___ Исходный текст ___

Павел Рейфман - Из истории русской, советской и постсоветской цензуры
В целом же всё крайне благонамеренно. Не случайно цензор отмечает: мысль Жуковского не всегда развита в подробностях, но она «не исключает повиновения властям, а напротив того заключает его в себе, ибо повиноваться властям велит Бог».
При всем при том статьи и воспоминания Жуковского вызывают многочисленные вопросы и замечания цензора. Кое-что он требует исключить, подвергнуть церковной цензуре. Слишком уж масштабные проблемы затрагивает Жуковский, слишком своеобразно рассуждает он о Боге, человеке, вере, жизни и смерти. Всё вроде бы с официальных позиций, но можно попасть впросак. В частности особые сомнения вызывает статья «К графу III. О происшествиях 1848 года», о которой идет речь в Записке П. А. Вяземского, в это время товарища министра народного просвещения, члена Главного управления цензуры. В Записке сообщается о сборнике Жуковского, который цензурный комитет рассматривал 25 ноября 56 года, в частности о статье «К графу III». Статья состояла из трех частей: первая — «О необходимости завоеваний России» почти целиком вычеркнута цензором, кроме раздела о Полъше. В ней шла речь о том, что все завоевания России были вынужденными, за исключением завоевания Польши, но Россия не одна в этом виновата и, во всяком случае, внук не обязан отвечать за ошибки бабки, он должен сохранять «свое царство в той целости, какой получил от его предков».

___ Приведённые данные ___

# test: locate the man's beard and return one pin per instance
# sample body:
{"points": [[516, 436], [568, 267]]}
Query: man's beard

___
___ Приведённые данные ___

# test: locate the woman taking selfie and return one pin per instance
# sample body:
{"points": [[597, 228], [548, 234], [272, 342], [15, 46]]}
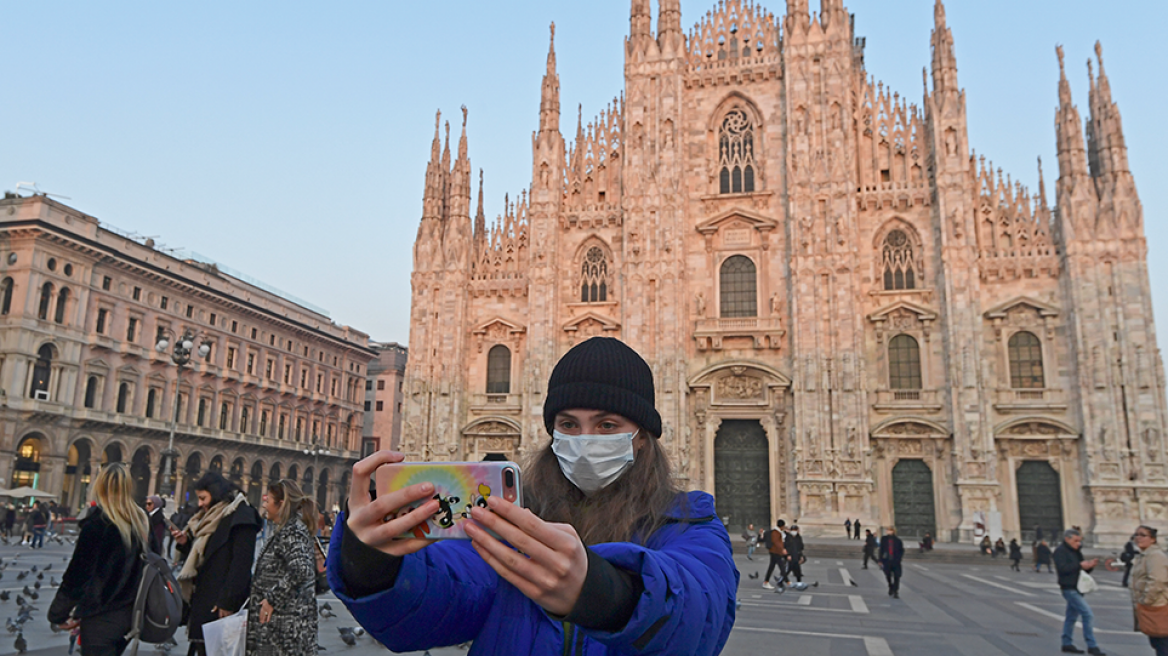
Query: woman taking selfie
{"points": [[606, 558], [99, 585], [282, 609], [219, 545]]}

___
___ Приведённые данные ___

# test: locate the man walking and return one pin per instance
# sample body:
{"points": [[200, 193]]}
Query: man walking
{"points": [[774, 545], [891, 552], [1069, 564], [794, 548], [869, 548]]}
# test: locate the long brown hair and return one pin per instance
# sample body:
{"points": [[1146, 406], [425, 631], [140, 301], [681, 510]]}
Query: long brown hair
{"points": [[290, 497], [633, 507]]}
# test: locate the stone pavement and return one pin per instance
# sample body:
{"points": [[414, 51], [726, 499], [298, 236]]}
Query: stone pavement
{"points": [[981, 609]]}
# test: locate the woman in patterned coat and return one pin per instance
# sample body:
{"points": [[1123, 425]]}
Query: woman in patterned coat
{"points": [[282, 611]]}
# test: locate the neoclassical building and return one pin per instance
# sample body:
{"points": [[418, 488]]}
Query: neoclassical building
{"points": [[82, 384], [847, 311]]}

___

▶ [Короткое задание]: Объясните по тексту о цензуре, почему статьи и воспоминания Жуковского вызвали у цензора многочисленные вопросы и замечания. Эти строки здесь ни на что не влияют.

▶ [Полный ответ]: Жуковский затрагивал слишком масштабные проблемы и слишком своеобразно рассуждал о Боге, человеке, вере, жизни и смерти. Хотя всё вроде бы излагалось с официальных позиций, можно было попасть впросак.